### SHORT TASK
Pull out every line below that contains the word "sign", and copy each one unchanged.
** START RECORDS FOR THE TASK **
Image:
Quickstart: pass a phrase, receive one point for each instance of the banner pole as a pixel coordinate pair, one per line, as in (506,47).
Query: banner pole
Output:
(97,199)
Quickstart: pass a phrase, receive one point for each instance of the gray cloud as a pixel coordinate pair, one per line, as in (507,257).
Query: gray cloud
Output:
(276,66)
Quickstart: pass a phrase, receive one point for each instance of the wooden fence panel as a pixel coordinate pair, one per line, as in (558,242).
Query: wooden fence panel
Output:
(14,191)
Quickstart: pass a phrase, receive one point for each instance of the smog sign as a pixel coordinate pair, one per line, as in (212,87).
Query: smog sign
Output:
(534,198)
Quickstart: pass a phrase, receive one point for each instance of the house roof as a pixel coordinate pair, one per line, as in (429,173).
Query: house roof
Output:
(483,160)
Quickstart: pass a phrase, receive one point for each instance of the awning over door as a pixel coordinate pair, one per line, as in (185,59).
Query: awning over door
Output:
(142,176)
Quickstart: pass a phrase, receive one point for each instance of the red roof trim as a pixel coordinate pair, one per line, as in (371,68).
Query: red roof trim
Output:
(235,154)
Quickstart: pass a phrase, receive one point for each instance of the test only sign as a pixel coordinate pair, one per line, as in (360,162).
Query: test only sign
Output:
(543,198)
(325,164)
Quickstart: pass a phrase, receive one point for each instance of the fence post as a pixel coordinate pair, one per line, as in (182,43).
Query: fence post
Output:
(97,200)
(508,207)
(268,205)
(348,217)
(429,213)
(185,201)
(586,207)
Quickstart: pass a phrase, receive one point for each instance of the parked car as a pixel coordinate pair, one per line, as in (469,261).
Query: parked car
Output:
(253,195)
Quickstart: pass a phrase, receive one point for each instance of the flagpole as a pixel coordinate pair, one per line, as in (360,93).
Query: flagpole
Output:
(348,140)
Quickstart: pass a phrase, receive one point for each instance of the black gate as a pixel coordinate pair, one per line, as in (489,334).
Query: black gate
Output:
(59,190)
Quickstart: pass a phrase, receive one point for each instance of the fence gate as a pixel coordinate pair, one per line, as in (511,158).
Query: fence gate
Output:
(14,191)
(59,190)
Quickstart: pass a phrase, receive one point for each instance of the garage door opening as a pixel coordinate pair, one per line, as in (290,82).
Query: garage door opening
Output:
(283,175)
** END RECORDS FOR THE TASK **
** START RECORDS FOR THE TASK **
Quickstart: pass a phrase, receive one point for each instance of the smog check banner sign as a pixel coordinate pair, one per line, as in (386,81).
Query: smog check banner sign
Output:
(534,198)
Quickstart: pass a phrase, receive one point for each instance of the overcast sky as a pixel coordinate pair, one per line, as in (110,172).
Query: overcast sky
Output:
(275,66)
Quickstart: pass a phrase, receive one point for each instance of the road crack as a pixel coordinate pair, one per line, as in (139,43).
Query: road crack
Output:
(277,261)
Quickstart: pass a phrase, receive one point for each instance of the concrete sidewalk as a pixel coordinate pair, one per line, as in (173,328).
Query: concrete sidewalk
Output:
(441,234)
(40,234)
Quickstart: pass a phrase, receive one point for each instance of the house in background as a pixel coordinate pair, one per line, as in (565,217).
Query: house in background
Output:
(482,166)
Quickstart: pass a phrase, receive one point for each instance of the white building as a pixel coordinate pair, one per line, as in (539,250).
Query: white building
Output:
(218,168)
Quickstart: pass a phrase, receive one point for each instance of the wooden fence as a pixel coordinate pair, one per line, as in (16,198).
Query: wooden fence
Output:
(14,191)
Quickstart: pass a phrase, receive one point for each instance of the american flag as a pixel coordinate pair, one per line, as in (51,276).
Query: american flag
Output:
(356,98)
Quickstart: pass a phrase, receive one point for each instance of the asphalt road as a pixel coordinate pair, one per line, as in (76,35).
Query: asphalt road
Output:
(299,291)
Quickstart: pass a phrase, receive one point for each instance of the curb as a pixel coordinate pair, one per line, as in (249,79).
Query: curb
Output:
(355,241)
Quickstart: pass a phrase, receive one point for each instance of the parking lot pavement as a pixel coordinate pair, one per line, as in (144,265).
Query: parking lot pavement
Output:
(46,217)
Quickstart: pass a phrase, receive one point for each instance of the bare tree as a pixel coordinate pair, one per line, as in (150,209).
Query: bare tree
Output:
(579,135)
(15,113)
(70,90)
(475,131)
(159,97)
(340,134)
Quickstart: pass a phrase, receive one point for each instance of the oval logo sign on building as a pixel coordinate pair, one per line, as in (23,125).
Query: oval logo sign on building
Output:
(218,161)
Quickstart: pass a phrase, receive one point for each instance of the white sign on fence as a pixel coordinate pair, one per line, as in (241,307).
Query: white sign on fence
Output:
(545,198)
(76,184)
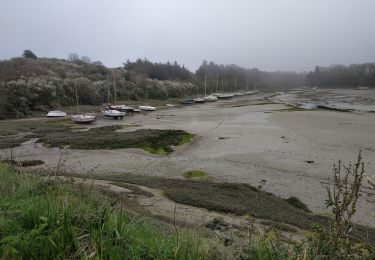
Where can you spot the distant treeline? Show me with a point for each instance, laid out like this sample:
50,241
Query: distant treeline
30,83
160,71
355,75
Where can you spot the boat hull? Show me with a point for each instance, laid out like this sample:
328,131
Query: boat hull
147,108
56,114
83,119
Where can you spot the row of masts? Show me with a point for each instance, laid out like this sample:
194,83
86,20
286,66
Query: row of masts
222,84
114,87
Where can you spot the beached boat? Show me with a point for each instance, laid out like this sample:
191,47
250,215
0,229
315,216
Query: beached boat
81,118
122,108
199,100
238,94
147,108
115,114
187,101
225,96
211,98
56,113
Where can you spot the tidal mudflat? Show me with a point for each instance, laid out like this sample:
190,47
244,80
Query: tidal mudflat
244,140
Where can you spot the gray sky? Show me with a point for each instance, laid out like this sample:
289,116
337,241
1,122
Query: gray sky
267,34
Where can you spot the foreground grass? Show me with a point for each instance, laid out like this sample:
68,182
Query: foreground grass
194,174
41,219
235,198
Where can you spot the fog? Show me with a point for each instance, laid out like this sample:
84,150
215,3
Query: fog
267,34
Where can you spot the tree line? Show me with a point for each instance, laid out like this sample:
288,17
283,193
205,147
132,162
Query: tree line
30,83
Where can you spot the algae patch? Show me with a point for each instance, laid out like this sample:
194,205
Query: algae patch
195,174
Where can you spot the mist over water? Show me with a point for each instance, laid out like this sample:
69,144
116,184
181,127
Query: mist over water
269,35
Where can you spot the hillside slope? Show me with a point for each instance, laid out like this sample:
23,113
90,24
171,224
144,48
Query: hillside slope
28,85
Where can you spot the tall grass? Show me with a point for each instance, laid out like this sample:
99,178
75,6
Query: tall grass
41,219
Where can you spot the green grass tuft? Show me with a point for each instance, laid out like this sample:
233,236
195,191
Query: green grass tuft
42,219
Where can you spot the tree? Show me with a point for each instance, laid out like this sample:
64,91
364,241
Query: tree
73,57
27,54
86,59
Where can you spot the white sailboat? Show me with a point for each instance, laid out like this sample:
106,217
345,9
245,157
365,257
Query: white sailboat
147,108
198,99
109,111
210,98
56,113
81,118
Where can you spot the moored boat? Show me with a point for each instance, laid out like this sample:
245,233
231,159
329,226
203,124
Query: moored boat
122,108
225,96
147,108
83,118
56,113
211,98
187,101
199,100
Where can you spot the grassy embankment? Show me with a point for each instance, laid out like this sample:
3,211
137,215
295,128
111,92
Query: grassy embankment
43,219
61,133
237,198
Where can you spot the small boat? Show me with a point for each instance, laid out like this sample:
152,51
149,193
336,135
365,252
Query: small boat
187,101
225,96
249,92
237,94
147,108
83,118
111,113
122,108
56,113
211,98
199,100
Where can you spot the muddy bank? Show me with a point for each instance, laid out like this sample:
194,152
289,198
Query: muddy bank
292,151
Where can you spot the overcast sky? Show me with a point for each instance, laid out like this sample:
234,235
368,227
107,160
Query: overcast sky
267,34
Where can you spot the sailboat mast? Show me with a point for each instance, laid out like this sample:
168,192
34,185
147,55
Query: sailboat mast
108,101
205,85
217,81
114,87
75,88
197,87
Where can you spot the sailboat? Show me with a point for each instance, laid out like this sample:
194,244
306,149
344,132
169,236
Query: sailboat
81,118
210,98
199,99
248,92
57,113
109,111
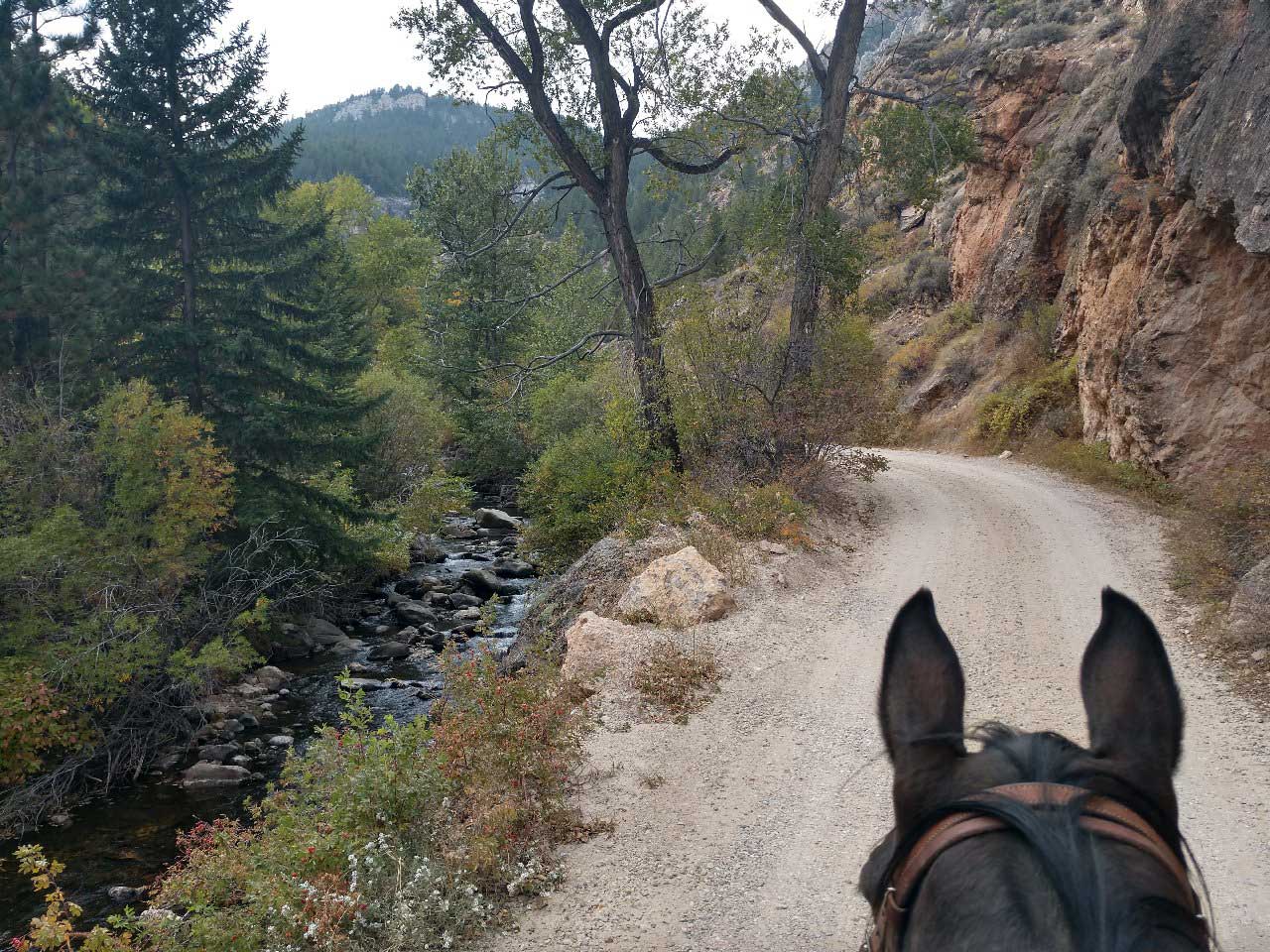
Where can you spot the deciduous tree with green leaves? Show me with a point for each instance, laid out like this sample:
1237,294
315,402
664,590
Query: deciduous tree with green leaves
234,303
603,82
** END RECORDS FOR THE TASK **
** START RECORDS FOR THE TASK **
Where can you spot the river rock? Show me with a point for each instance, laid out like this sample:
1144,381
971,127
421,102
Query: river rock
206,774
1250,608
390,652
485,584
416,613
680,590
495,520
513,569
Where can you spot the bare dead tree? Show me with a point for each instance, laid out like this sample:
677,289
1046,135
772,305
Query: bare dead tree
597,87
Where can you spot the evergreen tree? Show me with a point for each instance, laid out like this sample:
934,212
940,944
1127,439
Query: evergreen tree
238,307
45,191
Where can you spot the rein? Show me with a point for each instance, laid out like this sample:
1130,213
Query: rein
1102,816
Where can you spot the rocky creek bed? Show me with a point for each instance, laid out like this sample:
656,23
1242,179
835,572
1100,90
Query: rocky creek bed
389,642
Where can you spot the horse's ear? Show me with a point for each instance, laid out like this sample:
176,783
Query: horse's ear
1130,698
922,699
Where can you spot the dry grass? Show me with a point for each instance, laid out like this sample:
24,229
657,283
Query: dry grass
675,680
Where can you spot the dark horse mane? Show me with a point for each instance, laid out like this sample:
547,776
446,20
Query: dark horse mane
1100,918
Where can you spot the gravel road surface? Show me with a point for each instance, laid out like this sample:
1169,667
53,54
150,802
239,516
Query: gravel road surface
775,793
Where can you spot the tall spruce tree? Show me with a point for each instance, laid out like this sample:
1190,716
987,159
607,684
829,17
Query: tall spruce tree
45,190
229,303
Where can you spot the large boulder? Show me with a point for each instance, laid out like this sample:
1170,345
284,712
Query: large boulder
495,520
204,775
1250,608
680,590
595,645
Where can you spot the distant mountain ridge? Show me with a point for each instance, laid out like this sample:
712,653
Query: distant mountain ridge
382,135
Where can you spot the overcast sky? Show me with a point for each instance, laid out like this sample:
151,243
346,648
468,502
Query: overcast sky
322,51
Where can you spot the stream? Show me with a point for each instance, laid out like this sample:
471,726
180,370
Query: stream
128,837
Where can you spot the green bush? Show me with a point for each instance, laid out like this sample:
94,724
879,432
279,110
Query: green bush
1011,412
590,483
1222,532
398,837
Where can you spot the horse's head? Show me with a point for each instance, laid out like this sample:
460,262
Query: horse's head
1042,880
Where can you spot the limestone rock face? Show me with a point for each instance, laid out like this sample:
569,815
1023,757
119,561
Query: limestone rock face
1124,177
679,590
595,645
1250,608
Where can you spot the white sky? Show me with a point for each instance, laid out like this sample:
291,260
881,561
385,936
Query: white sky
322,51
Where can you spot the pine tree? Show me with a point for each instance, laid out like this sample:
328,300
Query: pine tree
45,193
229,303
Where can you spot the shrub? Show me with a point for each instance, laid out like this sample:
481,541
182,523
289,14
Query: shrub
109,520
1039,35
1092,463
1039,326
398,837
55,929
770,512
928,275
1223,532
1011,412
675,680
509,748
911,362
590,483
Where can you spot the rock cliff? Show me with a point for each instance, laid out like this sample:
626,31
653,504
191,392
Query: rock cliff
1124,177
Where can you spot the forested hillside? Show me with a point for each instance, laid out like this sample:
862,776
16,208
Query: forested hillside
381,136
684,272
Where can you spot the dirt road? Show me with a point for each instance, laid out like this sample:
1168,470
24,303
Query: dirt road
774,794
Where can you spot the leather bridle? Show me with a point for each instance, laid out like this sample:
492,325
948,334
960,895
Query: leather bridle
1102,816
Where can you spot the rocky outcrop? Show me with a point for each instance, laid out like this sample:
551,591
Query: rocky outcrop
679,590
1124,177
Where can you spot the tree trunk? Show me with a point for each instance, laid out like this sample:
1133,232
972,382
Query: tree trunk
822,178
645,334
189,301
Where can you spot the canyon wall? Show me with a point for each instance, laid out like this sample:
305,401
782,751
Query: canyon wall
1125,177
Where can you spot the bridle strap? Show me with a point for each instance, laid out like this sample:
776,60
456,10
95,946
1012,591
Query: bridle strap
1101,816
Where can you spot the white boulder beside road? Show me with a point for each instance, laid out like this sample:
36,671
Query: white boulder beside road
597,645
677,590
** END RECORDS FOR THE TASK **
### RESPONSE TO THIS TASK
Quickstart: pass a phrase, receive one point for each instance of the smog sign as a pixel coordinate pair, one per line, as in (212,87).
Query: smog sign
Quickstart: pass a phrase, receive one point for each instance of the test only sign as a pixel coordinate pair, one per line, as in (360,162).
Query: test only sign
Quickstart: pass a phrase, receive one point for each instance of the smog check banner sign as a pixel coordinate pair, one per line, as in (386,81).
Query: smog check banner sign
Quickstart: pass a phrase, receive one point for each instance of the oval logo sign on building as a pixel coordinate pair, one per line, as in (23,125).
Query: oval logo sign on building
Quickstart: pass a phrase, receive one point for each instance of the white sign on fence as a pixel coordinate pair, one per line, as in (241,307).
Query: white sign on fence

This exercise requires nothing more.